=== TEXT SECTION ===

Ukrainians have developed a unique approach to warfare, a kind of spontaneous national resistance that mobilizes its vast civilian labor and talent pool in a decentralized but effective way. At the frontlines, this manifests as a scrappy yet highly adaptive framework for developing effective weapons and tactics. Much of the innovation base comes from recently mobilized civilian subject matter experts, adept in the use of modern technology.
Horizontal, real-time information flow
A major factor in the mobilization of this expertise is horizontal information flow. I witnessed how frontline units coordinate and cooperate, exchanging operationally useful intelligence through commercial communication applications like Signal and Discord. Units at the frontline not only exchange critical tactical information but also participate in effective systems that tabulate battle data to identify where further innovation is most needed.
Ukraine has transitioned from reliance on foreign aid to working toward self-sufficiency.
For instance, when asked what their FPV drone battle damage assessment (BDA) was, every member of the team immediately accessed an excel spreadsheet on their phone and pointed to a visual-confirmation-based dataset that indicates to a tenth of a percent which units are most effective at any given moment.
This systematic, almost businesslike, pursuit of ever-improving performance may do more than anything to explain how Ukraine has transitioned from reliance on foreign aid to working toward self-sufficiency. The process has not been perfect, but Ukraine’s system of “democratized warfare” helps explain how it has successfully resisted Russia’s full-scale invasion for so long.
Scenarios
Least likely: Ukrainian concessions or collapse in morale
Ukrainians are not nearly desperate enough to concede much (if anything) at brokered peace talks. Life will possibly become more difficult for average civilians, but their resilience has only increased. Based on assessments from soldiers on the front lines, there is a low probability of any substantial fallbacks or territorial losses in coming months, barring, perhaps, pullbacks or a complete withdrawal from Kursk if such a political decision was made.

===

EXPLORE THE MATERIAL:
• a. List every place name that appears in the text on Ukraine's decentralized war effort.
• b. Write the next part of the text on Ukraine's decentralized war effort, picking up after its final paragraph.

=== RECORDS PROVIDED ===

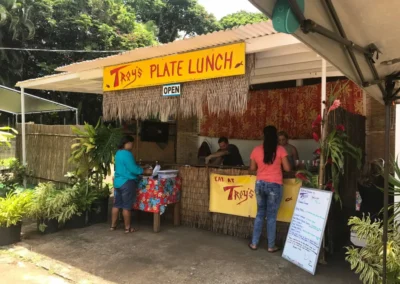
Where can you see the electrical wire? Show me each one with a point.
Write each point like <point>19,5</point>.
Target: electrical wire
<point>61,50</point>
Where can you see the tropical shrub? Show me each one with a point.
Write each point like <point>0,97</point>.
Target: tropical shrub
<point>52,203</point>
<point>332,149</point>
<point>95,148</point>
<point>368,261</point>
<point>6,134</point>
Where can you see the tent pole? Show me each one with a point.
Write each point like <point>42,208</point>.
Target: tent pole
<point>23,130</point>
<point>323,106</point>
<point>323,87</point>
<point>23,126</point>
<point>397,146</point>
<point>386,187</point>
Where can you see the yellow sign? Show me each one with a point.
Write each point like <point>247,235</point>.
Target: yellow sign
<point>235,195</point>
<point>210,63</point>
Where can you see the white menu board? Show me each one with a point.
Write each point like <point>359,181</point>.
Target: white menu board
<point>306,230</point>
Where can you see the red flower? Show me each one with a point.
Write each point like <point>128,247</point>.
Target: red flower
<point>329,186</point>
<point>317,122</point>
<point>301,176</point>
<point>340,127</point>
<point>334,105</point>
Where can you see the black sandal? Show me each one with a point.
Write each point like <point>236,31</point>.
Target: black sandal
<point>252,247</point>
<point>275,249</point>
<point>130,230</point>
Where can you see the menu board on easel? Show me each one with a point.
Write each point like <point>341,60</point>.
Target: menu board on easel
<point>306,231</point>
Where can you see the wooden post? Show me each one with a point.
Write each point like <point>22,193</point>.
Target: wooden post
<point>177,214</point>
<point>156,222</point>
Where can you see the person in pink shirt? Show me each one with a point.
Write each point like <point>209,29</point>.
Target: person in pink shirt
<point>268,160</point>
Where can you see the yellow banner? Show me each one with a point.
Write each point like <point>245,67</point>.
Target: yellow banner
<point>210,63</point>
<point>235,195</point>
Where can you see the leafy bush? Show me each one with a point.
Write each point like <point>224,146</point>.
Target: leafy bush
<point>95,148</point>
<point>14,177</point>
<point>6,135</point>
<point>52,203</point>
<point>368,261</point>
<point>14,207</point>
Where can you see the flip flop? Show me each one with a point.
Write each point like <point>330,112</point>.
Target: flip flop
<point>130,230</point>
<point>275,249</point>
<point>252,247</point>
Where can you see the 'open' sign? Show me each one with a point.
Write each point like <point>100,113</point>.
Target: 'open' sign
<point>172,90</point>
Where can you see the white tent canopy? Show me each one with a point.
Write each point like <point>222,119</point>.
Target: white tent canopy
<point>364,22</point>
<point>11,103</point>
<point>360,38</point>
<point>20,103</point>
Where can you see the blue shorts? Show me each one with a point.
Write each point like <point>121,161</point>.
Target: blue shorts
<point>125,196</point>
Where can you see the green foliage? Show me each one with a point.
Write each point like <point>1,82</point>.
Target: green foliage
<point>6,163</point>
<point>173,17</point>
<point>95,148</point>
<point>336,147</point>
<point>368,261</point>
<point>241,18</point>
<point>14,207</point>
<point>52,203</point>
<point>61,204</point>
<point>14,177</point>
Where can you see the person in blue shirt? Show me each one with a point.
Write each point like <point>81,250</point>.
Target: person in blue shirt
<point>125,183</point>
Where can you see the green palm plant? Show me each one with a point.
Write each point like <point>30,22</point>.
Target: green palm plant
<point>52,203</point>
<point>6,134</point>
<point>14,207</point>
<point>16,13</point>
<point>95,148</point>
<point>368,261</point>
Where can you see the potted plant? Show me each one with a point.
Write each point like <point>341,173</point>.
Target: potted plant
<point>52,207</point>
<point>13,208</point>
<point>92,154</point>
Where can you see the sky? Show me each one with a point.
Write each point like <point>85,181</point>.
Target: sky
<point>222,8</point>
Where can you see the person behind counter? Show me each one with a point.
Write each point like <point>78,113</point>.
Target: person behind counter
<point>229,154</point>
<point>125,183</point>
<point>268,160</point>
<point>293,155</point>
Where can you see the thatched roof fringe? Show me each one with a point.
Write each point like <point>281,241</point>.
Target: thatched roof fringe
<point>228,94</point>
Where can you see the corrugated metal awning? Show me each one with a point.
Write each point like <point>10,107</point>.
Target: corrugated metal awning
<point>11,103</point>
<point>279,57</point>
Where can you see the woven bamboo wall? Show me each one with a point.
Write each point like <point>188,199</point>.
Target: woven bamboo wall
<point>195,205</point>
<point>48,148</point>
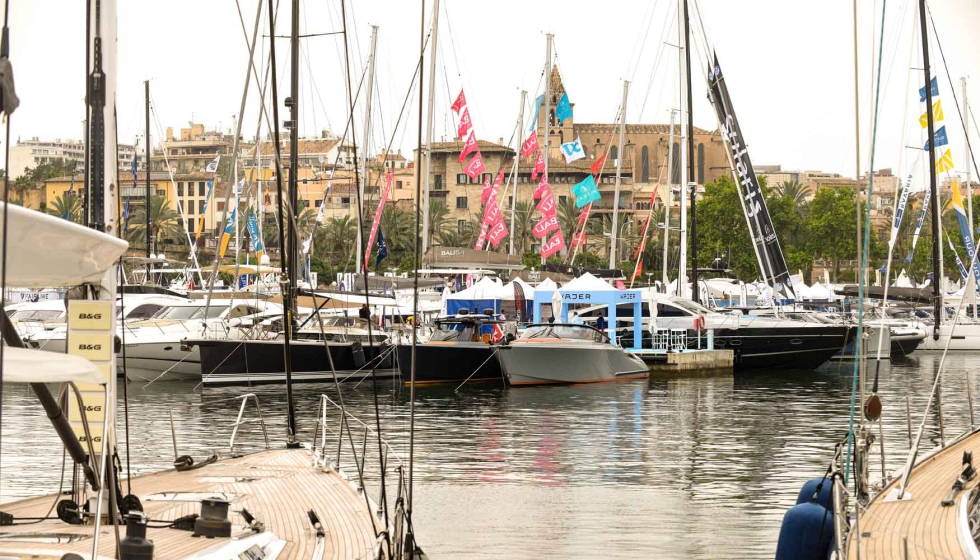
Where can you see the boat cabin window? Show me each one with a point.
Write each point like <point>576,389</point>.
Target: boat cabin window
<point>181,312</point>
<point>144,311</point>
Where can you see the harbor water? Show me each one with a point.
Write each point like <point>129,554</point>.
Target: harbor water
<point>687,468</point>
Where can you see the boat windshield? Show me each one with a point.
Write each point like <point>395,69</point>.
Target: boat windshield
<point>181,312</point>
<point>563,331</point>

===
=== RECORDS PROVIDED ===

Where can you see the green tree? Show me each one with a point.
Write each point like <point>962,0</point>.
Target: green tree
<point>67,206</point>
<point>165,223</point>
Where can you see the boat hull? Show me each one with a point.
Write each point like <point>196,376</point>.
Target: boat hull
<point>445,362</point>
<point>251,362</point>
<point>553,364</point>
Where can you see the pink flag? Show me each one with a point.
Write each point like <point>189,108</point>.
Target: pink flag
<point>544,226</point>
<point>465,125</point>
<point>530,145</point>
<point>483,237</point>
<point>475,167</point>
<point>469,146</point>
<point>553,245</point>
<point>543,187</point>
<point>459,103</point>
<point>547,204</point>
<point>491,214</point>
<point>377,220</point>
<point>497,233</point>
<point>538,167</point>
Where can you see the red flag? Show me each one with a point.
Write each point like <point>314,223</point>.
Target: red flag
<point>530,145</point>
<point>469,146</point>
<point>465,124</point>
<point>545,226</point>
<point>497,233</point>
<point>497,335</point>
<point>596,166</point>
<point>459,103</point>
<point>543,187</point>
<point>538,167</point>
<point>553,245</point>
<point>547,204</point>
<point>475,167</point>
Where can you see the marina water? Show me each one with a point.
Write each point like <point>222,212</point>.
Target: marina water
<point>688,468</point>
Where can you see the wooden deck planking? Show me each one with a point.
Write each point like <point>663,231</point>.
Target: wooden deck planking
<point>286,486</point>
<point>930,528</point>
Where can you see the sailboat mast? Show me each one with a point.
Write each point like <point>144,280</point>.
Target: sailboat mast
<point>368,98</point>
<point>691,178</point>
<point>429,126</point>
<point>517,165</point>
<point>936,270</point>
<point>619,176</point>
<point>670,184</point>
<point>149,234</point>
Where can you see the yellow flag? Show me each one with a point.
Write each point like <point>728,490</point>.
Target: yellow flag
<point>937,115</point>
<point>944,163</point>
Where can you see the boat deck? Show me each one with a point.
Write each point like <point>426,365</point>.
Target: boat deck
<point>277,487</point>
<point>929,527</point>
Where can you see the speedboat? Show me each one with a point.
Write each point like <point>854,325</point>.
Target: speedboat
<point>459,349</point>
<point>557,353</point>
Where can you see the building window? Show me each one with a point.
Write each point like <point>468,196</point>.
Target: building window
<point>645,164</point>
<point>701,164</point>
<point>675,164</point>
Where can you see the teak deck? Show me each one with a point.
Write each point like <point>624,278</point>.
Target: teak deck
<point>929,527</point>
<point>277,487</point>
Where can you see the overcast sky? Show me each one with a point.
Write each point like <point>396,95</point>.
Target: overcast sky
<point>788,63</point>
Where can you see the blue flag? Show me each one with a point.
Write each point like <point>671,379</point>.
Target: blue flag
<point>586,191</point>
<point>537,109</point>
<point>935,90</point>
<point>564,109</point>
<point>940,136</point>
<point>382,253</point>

===

RESPONSES TO THE EXERCISE:
• a. Ukraine, Russia, Kursk

• b.
More likely: Support from Europe to develop Ukraine’s arms industry
Ukraine will continue efforts to leverage political and financial capital in Europe (possibly using profits from Russian assets held at Euroclear, or their outright sale) for continued support. This may arrive more in the form of direct payments to continue growing their organic, domestic arms industry, rather than traditional weapons deliveries. In the view of the soldiers fighting on the front line, it is even possible that a sustained effort by Kyiv to produce its own weapons together with continued European support may put exhausted Russian forces under increased pressure by autumn.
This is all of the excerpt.